Si è svolta oggi, presso la commissione affari istituzionali della camera dei deputati, l’audizione informale e contestuale dei rappresentanti di associazioni di imprese operanti nel settore e di organizzazioni interessate alla disciplina oggetto dello schema legislativo recante attuazione della direttiva 2008/51/Ce del parlamento europeo e del consiglio, del 21 maggio 2008, che modifica la direttiva 91/477/Ce del consiglio, relativa la controllo dell’acquisizione e della detenzione di armi (atto n° 236). Erano presenti e hanno parlato: Ranieri De Maria (Anpam), Mauro Vignola (Anpp), Edgardo Fegro (Assoarmieri), Pierangelo Pedersoli (Cab), Livio Alessio (Fidc), Gianfranco Manfredini (Fisat), Nicola Miriano (Fitav), Giuseppe Evola (Enalcaccia-Face), Ernfried Obrist (Uits).
I presenti hanno sviscerato tutti gli elementi penalizzanti e inutili della bozza di decreto. Il relatore Pierguido Vanalli (lega Nord) ha ringraziato per i contributi, alcuni dei quali già oggetto di valutazione da parte del ministero, e rassicurato sul recepimento delle aspettative. Il deputato Carlo Nola (pdl) ha sottolineato una delle tante incongruenze e sul quale il ministero non ha saputo fornire risposta: la definizione di munizioni “per pistola”. Manfredini di Fisat ha ringraziato per il tempo concesso per spiegare le ragioni dei cittadini onesti, appassionati di armi, sulla bozza di decreto che prevede decine di disposizioni che nulla hanno a che vedere con la Direttiva europea. Ha poi ricordato che quando le armi saranno completamente vietate solo i criminali potranno possederle…
Ecco le principali contestazioni mosse alla bozza di decreto e, in fondo alla pagina, il link al comunicato stampa pubblicato dall’Anpam.
Intermediario d’armi
Figura la cui introduzione si spiega solo con l’errata traduzione del termine inglese “broker” e che trova riferimento esclusivamente con le armi militari (non a caso “weapon”).

▸ **COMPITO 1**:
Nel brano, quale deputato ha evidenziato l'incongruenza sulla definizione di munizioni «per pistola»?
▸ **COMPITO 2**:
Elenca tutte le persone nominate nel paragrafo del brano che comincia con «I presenti hanno sviscerato».
▸ **COMPITO 3**:
Trascrivi il passo del brano compreso tra «Si è svolta» e «Ernfried Obrist (Uits).», estremi inclusi.
I record riportati più avanti provengono da una fonte diversa.

▸ **MATERIALE FORNITO**:
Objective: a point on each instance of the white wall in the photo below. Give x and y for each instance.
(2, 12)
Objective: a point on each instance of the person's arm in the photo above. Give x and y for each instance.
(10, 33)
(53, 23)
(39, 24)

▸ **RISPOSTA 1**:
Carlo Nola (pdl).

▸ **RISPOSTA 2**:
Pierguido Vanalli; Carlo Nola; Manfredini (Fisat).

▸ **RISPOSTA 3**:
Si è svolta oggi, presso la commissione affari istituzionali della camera dei deputati, l’audizione informale e contestuale dei rappresentanti di associazioni di imprese operanti nel settore e di organizzazioni interessate alla disciplina oggetto dello schema legislativo recante attuazione della direttiva 2008/51/Ce del parlamento europeo e del consiglio, del 21 maggio 2008, che modifica la direttiva 91/477/Ce del consiglio, relativa la controllo dell’acquisizione e della detenzione di armi (atto n° 236). Erano presenti e hanno parlato: Ranieri De Maria (Anpam), Mauro Vignola (Anpp), Edgardo Fegro (Assoarmieri), Pierangelo Pedersoli (Cab), Livio Alessio (Fidc), Gianfranco Manfredini (Fisat), Nicola Miriano (Fitav), Giuseppe Evola (Enalcaccia-Face), Ernfried Obrist (Uits).